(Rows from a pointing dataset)

--- START ---

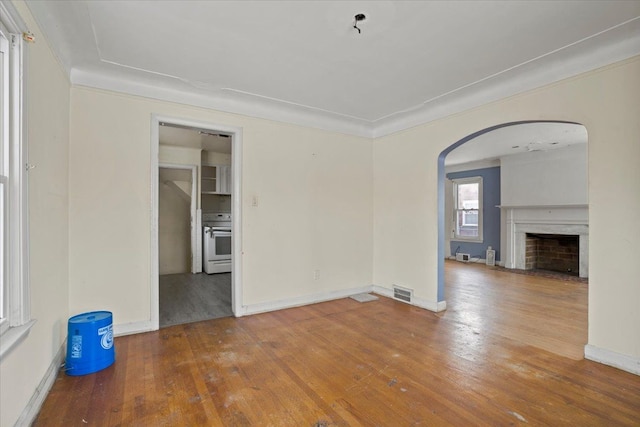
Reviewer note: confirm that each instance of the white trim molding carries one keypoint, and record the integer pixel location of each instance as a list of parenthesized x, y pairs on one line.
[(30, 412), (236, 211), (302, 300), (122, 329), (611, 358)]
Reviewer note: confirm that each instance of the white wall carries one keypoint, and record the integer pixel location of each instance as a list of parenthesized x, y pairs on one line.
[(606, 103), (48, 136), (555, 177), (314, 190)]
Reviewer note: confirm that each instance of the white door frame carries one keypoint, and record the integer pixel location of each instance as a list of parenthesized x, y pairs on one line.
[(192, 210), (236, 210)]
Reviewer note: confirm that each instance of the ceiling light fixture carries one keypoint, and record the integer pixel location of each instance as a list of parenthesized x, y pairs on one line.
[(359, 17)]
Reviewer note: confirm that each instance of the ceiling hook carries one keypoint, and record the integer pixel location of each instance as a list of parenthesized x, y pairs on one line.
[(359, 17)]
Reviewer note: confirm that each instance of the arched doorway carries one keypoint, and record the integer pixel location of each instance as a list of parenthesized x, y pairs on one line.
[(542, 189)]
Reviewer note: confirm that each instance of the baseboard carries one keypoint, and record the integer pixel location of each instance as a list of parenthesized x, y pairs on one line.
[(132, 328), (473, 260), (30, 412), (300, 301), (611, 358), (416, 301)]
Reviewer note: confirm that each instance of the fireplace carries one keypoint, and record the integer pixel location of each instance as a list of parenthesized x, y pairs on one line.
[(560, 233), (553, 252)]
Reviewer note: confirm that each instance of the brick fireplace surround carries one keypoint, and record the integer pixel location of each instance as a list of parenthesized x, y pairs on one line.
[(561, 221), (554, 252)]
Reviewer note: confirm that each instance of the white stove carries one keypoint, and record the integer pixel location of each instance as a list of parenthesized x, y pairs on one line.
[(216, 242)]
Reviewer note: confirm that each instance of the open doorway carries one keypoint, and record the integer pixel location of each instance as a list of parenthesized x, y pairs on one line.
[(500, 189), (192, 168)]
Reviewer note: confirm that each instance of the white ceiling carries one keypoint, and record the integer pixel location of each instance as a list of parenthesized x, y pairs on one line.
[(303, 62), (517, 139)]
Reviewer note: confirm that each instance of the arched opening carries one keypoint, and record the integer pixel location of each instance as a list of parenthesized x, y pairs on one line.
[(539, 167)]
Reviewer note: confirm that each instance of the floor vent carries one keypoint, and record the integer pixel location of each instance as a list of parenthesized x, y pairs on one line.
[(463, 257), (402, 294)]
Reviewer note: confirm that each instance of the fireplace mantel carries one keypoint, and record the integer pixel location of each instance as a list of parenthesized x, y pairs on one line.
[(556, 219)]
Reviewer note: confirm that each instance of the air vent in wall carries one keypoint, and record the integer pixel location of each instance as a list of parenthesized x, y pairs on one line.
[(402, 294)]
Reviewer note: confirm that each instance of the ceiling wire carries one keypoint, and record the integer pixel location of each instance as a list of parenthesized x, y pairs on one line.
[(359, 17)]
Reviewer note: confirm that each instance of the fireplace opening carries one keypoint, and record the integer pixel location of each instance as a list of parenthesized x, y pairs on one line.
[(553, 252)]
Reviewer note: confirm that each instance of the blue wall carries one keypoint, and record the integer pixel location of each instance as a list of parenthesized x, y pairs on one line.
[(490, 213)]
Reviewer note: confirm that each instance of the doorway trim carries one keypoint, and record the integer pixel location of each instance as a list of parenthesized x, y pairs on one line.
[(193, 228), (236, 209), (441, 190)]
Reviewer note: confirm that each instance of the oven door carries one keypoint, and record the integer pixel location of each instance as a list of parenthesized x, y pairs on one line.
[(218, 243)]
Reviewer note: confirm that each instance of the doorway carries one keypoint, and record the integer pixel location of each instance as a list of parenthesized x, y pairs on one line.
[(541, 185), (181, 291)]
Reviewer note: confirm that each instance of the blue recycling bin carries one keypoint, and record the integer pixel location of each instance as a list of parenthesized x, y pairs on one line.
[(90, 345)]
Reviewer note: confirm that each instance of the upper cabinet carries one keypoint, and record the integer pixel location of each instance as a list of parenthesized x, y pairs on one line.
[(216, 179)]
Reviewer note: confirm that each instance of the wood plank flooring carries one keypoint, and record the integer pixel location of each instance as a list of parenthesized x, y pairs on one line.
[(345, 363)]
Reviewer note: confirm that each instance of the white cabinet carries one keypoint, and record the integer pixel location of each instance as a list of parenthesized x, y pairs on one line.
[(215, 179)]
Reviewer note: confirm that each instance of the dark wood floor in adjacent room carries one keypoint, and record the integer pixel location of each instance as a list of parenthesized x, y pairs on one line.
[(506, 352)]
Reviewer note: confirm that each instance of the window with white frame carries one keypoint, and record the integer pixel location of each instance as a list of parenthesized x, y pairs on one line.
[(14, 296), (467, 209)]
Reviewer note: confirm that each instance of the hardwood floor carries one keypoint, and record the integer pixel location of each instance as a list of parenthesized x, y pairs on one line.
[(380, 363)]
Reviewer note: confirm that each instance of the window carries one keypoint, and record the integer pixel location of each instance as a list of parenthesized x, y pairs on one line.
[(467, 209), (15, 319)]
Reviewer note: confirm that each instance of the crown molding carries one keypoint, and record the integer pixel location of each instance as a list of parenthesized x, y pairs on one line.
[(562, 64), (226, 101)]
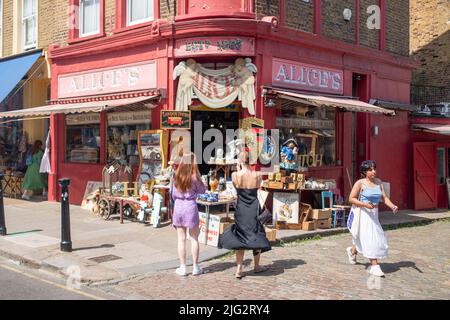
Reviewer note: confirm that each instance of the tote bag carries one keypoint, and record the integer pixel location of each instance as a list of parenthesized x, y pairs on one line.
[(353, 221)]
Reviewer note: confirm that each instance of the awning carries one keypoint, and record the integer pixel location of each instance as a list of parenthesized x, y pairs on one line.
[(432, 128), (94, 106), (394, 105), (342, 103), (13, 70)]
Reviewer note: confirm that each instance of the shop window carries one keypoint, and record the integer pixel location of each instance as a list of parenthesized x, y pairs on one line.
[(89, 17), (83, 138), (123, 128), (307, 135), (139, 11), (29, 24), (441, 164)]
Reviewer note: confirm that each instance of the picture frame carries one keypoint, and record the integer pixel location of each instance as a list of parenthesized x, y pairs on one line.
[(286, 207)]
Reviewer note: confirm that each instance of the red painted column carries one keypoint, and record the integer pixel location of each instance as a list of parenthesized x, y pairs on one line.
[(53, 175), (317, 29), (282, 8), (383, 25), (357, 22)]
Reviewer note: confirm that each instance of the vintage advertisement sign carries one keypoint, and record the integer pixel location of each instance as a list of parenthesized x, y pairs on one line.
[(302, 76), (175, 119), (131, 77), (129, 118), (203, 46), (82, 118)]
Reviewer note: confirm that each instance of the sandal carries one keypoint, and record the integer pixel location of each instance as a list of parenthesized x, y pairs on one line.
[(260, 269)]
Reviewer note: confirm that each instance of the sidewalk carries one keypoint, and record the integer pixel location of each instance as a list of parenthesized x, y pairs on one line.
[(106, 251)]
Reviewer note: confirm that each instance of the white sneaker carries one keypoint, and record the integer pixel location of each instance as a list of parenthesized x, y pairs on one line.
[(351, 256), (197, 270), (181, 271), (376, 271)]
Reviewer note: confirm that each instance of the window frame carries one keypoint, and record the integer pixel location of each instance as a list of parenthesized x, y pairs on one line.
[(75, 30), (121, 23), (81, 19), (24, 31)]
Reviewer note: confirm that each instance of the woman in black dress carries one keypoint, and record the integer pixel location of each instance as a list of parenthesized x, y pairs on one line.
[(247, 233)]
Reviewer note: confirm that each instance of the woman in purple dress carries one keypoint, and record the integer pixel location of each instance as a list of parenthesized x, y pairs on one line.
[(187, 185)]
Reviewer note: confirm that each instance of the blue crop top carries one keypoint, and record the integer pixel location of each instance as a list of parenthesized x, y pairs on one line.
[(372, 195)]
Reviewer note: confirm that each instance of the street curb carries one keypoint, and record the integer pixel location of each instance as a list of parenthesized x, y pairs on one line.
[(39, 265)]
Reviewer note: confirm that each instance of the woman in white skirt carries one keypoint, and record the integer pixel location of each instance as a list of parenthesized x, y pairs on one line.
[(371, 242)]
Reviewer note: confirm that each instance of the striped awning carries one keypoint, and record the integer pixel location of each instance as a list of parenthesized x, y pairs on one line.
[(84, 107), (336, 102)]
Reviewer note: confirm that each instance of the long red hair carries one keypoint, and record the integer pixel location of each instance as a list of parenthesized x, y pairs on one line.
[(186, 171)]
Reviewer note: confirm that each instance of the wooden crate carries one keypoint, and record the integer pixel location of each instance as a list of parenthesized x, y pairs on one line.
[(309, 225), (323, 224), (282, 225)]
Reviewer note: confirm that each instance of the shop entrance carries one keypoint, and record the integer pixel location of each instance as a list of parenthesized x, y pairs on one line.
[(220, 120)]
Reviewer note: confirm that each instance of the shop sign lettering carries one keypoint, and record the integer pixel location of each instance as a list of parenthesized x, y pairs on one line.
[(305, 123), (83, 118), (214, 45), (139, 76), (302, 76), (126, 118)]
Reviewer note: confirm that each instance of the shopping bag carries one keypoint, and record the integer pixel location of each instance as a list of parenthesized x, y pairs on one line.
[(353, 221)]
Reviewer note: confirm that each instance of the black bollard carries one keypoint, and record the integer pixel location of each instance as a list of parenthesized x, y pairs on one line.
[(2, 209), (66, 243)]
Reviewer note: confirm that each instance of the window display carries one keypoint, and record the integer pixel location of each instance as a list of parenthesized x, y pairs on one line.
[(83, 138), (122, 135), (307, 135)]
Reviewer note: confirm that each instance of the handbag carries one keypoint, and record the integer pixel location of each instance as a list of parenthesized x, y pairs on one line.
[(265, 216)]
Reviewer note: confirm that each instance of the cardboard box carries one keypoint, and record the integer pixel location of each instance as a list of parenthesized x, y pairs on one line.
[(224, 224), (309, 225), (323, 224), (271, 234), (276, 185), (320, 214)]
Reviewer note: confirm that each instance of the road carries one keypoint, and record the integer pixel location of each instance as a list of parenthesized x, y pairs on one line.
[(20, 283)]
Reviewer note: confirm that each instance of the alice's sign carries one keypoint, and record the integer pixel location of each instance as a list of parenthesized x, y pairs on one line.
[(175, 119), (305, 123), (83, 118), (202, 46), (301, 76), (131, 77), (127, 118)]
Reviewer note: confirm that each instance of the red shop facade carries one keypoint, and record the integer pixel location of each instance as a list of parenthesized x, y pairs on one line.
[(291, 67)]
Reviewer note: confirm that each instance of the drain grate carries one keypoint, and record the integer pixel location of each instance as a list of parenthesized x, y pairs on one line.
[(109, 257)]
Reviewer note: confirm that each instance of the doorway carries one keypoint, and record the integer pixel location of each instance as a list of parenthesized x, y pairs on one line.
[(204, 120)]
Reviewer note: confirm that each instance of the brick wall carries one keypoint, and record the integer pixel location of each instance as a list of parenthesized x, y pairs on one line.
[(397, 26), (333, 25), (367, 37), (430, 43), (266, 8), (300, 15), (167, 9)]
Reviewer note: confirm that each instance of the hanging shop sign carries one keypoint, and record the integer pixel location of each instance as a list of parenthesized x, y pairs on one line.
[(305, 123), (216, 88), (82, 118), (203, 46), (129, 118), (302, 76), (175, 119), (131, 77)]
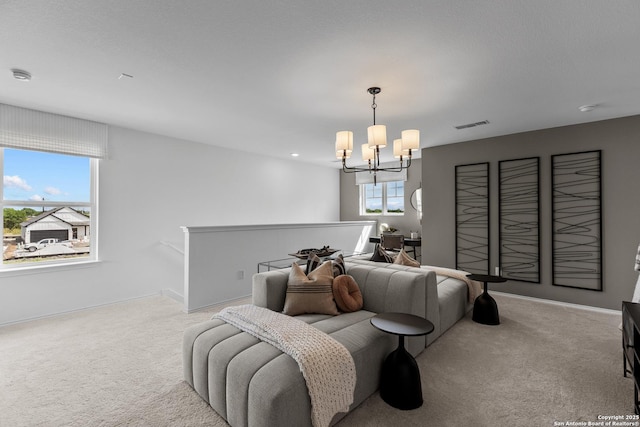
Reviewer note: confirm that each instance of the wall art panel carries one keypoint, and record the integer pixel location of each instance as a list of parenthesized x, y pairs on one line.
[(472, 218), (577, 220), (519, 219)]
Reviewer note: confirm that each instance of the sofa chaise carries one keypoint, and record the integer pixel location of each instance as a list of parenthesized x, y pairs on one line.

--- END ---

INSTRUCTIONS FOR THE TASK
Write out everything from the start of the records down through the line that contains "[(30, 412), (236, 211), (302, 300), (122, 329), (611, 358)]", including that line, and leave the pictures out of your answer.

REPLY TO THE EXERCISE
Reviewer note: confirm that each instance of the white trim molding carries one keypoint, and record the integer pixel location of each instance as a list of parenthesized x, y pairs on one line.
[(30, 412), (236, 211), (302, 300), (122, 329), (611, 358)]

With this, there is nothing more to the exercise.